**EXTRAIT CITÉ**

Avec Le Grand Sylvain, Pierre Bergounioux nous livre un récit magnifique sur l’enfance et son prolongement dans la vie d’adulte. Il y est question d’un enfant de cinq ans, qui contracte sans le savoir une dette avec l’adulte qu’il deviendra, en relâchant une cétoine à la cuirasse d’émeraude, parce qu’il ne sait pas comment la faire mourir. Ensuite, l’adulte qu’il sera devenu n’aura de cesse que de retrouver le papillon envolé, à moins que ce ne soit les heures de l’enfance après quoi l’on court.
Il faut du temps pour lire Pierre Bergounioux. Il faut de la vacance, pas celles qui s’écrivent avec un s et qui témoigne de notre société de consommation où l’on va trouver à la « last minute » le séjour le plus exotique, le plus ensoleillé ou le plus époustouflant à raconter en rentrant. Il faut du temps pour descendre dans cette langue :
Peut-être que le meilleur des soins dont on est continuellement occupé, les travaux et les fatigues de l’âge de raison, ne vont qu’à satisfaire les requêtes impossibles qu’on forma aux premiers jours. Si l’on voyait vraiment, qu’on puisse percevoir les mobiles effectifs de notre action, on n’aurait pas seulement sous les yeux le prosaïque spectacle d’un type en train de suer sang et eau à faire chose ou autre. On discernerait, à trois pas de lui, l’ombre exiguë, le contour du gamin de cinq ans ou huit ou quatorze dont il exécute aveuglément l’injonction.

**TÂCHE COURTE 1**
D'après l'extrait cité, quel âge a l'enfant qui relâche la cétoine ?

**DONNÉES AFFICHÉES**
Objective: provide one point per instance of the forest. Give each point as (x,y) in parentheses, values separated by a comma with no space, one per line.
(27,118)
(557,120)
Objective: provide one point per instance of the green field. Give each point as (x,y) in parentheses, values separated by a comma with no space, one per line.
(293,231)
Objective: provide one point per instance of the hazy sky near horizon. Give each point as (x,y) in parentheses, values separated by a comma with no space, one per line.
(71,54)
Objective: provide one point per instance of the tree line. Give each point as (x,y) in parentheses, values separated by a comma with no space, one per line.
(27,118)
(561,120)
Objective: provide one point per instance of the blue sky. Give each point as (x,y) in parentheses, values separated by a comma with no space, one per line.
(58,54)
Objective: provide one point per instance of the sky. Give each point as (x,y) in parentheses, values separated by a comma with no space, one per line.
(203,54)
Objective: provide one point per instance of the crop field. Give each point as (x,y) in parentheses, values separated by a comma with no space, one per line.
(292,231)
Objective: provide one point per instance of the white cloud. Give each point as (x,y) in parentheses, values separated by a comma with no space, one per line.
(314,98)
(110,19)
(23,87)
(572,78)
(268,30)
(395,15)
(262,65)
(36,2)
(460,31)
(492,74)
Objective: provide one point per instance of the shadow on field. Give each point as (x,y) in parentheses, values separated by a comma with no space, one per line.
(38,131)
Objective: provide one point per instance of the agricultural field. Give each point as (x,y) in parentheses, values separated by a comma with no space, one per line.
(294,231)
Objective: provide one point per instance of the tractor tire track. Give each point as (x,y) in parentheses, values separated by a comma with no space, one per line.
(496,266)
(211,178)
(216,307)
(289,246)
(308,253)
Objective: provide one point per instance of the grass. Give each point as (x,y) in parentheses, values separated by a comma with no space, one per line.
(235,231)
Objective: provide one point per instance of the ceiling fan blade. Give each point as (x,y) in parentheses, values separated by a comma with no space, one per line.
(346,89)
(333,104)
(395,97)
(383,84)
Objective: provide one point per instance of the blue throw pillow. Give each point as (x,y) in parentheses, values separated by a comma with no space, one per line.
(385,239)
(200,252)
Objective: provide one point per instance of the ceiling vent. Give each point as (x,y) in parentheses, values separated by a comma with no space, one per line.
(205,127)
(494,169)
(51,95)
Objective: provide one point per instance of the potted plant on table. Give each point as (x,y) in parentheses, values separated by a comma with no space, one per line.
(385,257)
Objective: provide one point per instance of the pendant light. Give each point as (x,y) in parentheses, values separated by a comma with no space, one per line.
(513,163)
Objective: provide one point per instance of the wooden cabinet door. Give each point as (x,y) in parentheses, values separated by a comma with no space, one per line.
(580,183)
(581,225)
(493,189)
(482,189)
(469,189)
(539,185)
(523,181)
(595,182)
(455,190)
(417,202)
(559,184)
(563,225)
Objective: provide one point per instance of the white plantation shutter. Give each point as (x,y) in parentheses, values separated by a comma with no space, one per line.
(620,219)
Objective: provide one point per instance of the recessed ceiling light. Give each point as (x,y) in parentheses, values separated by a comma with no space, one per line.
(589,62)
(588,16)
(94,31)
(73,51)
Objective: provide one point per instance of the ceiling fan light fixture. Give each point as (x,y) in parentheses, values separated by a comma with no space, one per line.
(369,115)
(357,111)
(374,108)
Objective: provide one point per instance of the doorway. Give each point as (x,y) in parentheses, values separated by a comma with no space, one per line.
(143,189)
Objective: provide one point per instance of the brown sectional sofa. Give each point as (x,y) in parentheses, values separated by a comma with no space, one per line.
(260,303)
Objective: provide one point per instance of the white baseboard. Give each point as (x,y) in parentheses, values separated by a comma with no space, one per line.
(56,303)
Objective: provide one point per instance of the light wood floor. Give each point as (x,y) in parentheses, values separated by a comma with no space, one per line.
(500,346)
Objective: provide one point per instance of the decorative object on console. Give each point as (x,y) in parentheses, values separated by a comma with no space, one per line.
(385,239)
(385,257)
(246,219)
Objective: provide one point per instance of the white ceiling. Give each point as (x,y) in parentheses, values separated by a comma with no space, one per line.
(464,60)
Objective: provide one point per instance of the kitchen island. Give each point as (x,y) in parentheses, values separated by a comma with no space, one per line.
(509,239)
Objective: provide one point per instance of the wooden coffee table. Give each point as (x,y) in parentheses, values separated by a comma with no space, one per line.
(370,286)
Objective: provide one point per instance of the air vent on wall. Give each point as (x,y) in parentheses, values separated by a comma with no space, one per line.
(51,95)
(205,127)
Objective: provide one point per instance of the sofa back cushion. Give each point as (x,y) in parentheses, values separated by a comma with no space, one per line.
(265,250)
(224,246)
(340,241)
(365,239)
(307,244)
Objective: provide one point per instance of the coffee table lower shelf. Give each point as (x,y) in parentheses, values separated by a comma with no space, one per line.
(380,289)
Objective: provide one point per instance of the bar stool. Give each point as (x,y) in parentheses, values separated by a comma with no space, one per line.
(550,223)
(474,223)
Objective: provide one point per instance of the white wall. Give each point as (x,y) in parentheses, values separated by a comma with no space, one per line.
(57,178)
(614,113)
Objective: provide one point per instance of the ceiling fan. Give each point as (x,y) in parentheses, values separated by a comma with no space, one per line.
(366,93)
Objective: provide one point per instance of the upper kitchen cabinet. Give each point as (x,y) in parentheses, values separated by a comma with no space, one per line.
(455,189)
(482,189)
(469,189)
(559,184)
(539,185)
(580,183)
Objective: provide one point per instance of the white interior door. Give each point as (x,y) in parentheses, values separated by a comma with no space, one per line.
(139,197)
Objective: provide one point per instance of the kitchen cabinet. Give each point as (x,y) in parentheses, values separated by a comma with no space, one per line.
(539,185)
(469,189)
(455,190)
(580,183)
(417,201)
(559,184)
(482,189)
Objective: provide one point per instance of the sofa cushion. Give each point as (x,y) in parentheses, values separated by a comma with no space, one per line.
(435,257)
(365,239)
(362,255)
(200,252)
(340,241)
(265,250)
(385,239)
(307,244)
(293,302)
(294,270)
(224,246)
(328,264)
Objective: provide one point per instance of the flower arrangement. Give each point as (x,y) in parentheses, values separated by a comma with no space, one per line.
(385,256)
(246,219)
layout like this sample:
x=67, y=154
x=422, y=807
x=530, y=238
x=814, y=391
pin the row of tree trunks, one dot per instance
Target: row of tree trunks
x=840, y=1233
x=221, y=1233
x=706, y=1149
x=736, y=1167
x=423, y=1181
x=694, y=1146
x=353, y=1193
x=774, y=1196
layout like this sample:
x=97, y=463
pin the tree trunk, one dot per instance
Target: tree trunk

**TÂCHE COURTE 2**
Relevez chaque ligne des entrées qui contient le mot « trunks ».

**RÉPONSE COMPLÈTE 1**
L'enfant a cinq ans.

**RÉPONSE COMPLÈTE 2**
pin the row of tree trunks, one dot per instance
Target: row of tree trunks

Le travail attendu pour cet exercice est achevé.